Switch every "pavement" to "ground" in the entries below, and write the entries out again with nothing else changed.

(Part of a data file)
+ + +

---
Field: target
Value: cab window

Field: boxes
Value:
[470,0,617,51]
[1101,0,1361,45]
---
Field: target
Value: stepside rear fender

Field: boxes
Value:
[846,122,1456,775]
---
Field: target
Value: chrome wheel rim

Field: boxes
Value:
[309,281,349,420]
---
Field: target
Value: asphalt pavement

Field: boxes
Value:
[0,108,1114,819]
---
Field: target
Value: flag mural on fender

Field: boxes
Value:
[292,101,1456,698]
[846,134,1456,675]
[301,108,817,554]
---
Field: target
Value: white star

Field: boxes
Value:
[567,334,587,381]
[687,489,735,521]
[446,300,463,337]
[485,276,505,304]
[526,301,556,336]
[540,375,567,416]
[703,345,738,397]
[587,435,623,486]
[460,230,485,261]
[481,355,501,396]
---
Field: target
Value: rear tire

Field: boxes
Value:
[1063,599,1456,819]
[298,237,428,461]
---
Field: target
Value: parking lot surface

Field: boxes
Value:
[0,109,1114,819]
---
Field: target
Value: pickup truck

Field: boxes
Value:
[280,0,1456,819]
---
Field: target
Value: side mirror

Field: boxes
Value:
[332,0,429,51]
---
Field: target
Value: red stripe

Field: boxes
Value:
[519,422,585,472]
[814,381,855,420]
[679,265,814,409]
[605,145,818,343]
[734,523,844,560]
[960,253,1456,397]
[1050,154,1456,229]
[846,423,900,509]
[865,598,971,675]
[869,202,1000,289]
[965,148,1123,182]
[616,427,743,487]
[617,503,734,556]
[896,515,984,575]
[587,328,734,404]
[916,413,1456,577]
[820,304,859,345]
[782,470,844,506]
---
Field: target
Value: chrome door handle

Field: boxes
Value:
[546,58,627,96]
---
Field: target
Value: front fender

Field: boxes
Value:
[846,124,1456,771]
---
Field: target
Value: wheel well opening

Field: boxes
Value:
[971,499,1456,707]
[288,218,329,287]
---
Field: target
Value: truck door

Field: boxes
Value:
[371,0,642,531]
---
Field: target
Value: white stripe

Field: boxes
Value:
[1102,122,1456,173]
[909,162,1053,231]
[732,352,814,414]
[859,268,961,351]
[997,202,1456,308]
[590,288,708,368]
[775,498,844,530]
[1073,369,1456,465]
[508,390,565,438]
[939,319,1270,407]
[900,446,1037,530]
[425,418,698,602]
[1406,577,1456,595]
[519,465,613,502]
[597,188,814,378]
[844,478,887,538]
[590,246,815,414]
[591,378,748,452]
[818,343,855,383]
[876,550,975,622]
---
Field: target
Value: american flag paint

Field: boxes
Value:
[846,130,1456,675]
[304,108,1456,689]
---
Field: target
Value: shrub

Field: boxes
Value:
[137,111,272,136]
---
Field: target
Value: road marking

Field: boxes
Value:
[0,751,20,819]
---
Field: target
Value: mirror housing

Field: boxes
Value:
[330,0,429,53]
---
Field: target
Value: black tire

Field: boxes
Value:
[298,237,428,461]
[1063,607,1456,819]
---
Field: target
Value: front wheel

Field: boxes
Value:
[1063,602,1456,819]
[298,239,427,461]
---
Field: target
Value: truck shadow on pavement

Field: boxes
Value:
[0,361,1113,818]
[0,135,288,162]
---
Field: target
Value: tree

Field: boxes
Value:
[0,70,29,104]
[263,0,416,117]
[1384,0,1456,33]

+ + +

• _REPLY TO THE TASK_
---
Field: target
Value: cab window

Field: boxes
Value:
[470,0,617,51]
[1101,0,1361,45]
---
Field: target
Value: stepside rear fender

Field: boxes
Value:
[846,122,1456,775]
---
Field: target
Value: chrome wheel rim

Field: boxes
Value:
[309,281,349,420]
---
Field: target
Value: asphalt ground

Field: boxes
Value:
[0,108,1114,819]
---
Field: target
Value: flag mural on fender

Field: boxes
Value:
[292,101,1456,698]
[846,134,1456,675]
[301,108,817,554]
---
Field: target
Value: white star

Field: boxes
Value:
[567,334,587,381]
[687,489,735,521]
[446,300,463,337]
[485,276,505,304]
[526,301,556,336]
[540,375,567,416]
[703,345,738,397]
[587,435,623,486]
[460,230,485,261]
[481,355,501,396]
---
Field: target
Value: rear tire

Field: boxes
Value:
[1063,599,1456,819]
[298,237,428,461]
---
Field: target
Value: parking lot surface

Field: boxes
Value:
[0,109,1114,819]
---
Field: target
Value: pickup truck

Field: boxes
Value:
[280,0,1456,819]
---
Field: target
Value: side mirror

Field: boxes
Value:
[332,0,429,51]
---
Field: target
Value: red stripe

Field: boxes
Value:
[519,422,585,472]
[814,381,855,420]
[679,265,814,409]
[605,145,818,343]
[734,523,844,560]
[960,253,1456,397]
[1050,154,1456,229]
[846,423,900,509]
[865,598,971,675]
[869,202,1000,289]
[965,148,1123,182]
[616,427,743,487]
[617,503,734,556]
[896,515,984,575]
[587,328,734,404]
[916,413,1456,577]
[820,304,859,345]
[782,470,844,506]
---
Field: target
Value: chrome door handle

Field: boxes
Value:
[546,58,627,96]
---
Field: target
Value: front fender

Field: boxes
Value:
[846,124,1456,771]
---
Field: target
Value: wheel well opening

Field: boxes
Value:
[971,499,1456,707]
[288,218,329,287]
---
Field: target
Value: truck door

Field: boxes
Value:
[371,0,642,531]
---
Field: target
Value: white stripe

Field: boxes
Value:
[1102,122,1456,173]
[909,162,1053,231]
[732,352,814,414]
[859,268,961,351]
[997,202,1456,308]
[590,288,708,368]
[775,498,844,530]
[1073,369,1456,465]
[508,390,565,438]
[939,319,1270,407]
[900,446,1037,530]
[425,418,698,602]
[1406,577,1456,595]
[519,465,613,502]
[597,188,814,378]
[844,478,887,538]
[590,246,815,414]
[591,378,748,452]
[818,343,855,383]
[876,550,975,622]
---
Field: target
Value: american flag paint

Field: boxes
Value:
[846,130,1456,675]
[304,108,1456,689]
---
Field: target
Value: shrub

Field: boxes
Value:
[137,111,272,136]
---
Field: target
Value: road marking

Field: boxes
Value:
[0,751,20,819]
---
Field: target
Value: mirror housing

Field: boxes
Value:
[330,0,429,53]
---
Field: target
Value: black tire

Field: boxes
Value:
[298,237,428,461]
[1063,607,1456,819]
---
Field: target
Value: front wheel

Field: boxes
Value:
[1063,602,1456,819]
[298,239,427,461]
---
Field: target
Value: truck shadow on ground

Field: boxes
Value:
[0,361,1113,818]
[0,135,288,162]
---
Field: target
Value: tree

Field: boxes
Value:
[0,70,29,104]
[263,0,416,117]
[1384,0,1456,33]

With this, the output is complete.